**EXERCISE AIM:** Revise the material from the line containing "girl with patterned" down to the line containing "the white tree", replacing "khaki trousers" with "beige trousers" and leaving everything else unchanged. Return only those lines.

**DATA EXTRACT:**
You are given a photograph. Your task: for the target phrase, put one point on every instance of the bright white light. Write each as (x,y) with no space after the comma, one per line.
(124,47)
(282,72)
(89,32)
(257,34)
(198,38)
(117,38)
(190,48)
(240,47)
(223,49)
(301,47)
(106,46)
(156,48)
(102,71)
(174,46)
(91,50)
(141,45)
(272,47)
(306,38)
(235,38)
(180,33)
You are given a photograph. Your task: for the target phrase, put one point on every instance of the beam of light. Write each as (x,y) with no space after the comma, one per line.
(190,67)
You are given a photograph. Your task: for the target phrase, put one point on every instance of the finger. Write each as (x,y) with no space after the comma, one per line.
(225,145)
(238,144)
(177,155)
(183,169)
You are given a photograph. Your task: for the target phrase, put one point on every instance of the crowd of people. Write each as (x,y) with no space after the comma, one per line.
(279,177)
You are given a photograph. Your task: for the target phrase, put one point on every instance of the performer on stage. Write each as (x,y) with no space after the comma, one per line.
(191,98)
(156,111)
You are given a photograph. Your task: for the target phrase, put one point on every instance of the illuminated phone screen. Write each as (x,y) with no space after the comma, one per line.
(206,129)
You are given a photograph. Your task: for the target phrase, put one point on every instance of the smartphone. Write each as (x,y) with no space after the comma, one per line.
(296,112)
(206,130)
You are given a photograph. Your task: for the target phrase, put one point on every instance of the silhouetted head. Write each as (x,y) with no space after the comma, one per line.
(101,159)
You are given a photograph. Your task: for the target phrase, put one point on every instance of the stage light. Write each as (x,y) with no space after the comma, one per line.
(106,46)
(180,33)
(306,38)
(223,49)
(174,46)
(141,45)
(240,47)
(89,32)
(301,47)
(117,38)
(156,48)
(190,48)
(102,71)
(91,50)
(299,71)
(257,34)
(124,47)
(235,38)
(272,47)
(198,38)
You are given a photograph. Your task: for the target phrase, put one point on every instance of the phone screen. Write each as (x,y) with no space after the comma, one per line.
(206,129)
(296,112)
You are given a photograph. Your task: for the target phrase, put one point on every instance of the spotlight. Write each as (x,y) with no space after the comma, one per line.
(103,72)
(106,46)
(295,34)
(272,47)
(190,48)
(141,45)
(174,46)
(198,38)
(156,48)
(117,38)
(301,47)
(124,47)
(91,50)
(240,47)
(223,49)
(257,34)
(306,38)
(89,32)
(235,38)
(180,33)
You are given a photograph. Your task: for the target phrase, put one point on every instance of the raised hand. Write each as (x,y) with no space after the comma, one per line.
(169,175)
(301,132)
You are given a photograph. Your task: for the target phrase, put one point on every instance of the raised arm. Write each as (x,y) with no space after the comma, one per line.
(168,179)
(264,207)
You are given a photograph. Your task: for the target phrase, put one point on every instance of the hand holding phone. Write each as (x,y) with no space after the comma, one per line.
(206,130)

---

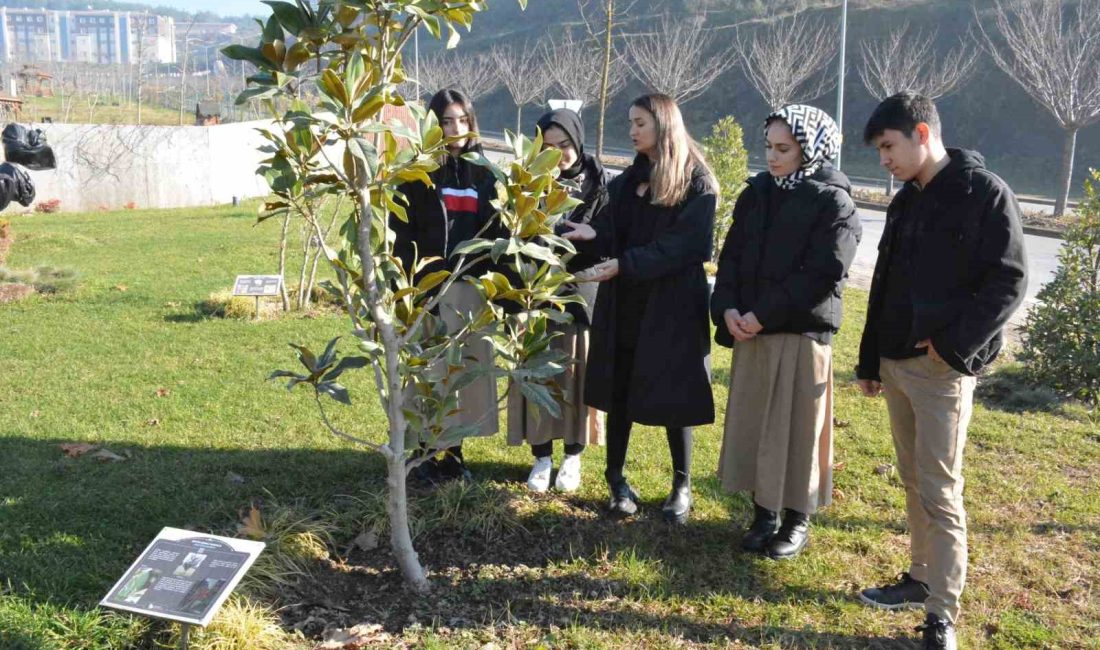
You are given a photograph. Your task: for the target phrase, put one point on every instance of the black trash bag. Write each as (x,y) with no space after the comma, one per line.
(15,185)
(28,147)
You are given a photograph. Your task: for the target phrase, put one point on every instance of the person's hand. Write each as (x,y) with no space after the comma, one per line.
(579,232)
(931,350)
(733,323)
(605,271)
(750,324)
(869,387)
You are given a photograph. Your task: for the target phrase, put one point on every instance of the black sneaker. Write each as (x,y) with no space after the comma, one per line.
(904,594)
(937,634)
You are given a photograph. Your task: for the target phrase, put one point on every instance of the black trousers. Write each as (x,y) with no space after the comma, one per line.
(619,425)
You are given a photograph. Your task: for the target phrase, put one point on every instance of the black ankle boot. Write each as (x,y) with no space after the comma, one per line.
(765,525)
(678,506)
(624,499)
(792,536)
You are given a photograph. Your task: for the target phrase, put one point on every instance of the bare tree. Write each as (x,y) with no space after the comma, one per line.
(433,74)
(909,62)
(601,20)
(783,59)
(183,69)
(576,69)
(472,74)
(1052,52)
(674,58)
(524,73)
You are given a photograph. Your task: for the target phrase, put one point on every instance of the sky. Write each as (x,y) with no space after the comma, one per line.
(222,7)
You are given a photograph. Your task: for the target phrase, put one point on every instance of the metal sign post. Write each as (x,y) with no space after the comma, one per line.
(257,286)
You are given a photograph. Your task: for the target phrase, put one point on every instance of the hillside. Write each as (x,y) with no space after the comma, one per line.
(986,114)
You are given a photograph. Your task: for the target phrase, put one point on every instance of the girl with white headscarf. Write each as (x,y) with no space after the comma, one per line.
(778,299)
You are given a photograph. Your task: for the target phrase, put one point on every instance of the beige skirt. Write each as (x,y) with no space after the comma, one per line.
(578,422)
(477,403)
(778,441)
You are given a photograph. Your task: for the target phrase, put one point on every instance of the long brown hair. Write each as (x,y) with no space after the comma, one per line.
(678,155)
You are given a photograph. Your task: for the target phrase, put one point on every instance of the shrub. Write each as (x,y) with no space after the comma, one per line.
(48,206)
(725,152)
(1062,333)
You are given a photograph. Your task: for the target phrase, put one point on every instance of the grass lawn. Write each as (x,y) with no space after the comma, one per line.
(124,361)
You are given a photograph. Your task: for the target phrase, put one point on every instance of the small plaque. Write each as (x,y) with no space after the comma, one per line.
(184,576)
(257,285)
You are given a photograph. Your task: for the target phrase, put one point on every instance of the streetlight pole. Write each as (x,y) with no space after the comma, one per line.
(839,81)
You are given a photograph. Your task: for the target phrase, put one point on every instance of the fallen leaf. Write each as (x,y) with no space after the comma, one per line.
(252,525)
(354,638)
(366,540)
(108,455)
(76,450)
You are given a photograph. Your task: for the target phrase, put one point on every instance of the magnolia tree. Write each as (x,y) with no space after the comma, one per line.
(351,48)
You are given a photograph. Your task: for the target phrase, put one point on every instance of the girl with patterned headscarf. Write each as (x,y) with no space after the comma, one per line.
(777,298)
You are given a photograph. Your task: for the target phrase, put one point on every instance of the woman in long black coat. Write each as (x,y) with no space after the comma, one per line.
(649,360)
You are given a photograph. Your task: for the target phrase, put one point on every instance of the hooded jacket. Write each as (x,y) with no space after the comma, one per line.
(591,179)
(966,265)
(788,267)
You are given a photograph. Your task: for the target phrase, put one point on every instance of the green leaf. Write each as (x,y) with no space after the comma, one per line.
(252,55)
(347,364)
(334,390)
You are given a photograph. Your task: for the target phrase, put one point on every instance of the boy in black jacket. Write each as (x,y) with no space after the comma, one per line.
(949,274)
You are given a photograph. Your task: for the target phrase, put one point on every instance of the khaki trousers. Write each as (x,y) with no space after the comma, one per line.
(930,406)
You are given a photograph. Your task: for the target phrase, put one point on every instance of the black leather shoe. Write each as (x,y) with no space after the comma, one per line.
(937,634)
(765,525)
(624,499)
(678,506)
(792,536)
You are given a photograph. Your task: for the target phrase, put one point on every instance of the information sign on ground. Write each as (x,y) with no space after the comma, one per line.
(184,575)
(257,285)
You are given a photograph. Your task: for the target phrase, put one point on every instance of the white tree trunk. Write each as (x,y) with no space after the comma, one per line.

...

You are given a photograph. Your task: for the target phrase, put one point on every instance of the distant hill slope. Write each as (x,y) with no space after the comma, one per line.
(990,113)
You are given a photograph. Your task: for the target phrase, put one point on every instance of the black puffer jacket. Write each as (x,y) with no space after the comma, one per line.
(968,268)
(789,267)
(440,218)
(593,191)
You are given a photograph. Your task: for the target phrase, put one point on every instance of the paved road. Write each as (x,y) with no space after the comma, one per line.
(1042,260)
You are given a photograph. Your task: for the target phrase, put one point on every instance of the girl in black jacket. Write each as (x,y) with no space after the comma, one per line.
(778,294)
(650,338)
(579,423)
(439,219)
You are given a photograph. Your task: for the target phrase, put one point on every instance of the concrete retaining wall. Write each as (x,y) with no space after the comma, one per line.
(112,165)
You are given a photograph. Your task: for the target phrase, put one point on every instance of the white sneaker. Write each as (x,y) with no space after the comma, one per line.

**REPLY:**
You are given a photograph. Your task: for the target phrase, put one point on every instance of the girl with patterned headscarf. Write each as (x,y) with no space after the comma, one per line.
(777,298)
You are given a photograph. Your task: for the target phrase, put one point on every instance of the woman in long black coat. Write each as (x,y) with no space after the comma, one per line.
(649,360)
You are given a photograph. Your task: for the target phrase, put one point on every instance of the hooded jacket. Write each as (x,y) with no space after the comma, one per line.
(591,179)
(966,265)
(788,267)
You are given a photograph. Your task: for the target phrase, put one point on every instance of the green leaf. Write each as (x,y) with no space after the comma, one per line.
(252,55)
(347,364)
(334,390)
You are given a photograph. Your task: for the target phrase, put one point on every instance of the boy in black jacket. Write each as (x,y) with no space after the comma, one per line.
(949,274)
You are given a photograph. Your task: for the target phrase, put one point on every instance of the beige trousers. Write each as (x,y) with no space after the comma, one per line.
(930,406)
You are given a photograph. Your task: for the target phrase, put one point on every instance of the black leather shoe. Write each as (x,y) with no space after the comma, one per line.
(937,634)
(765,525)
(624,499)
(678,506)
(792,536)
You are given a photograph. Your task: for the target phrase, put one point on every instance of the information sign on ground. Write each as (x,y) with no space after the comma, one per line.
(184,575)
(257,285)
You are given a photograph. Your task: for the target phrase, put one point on every instance of the white tree trunk. Write each as (x,y) with no space after the comma, one per line.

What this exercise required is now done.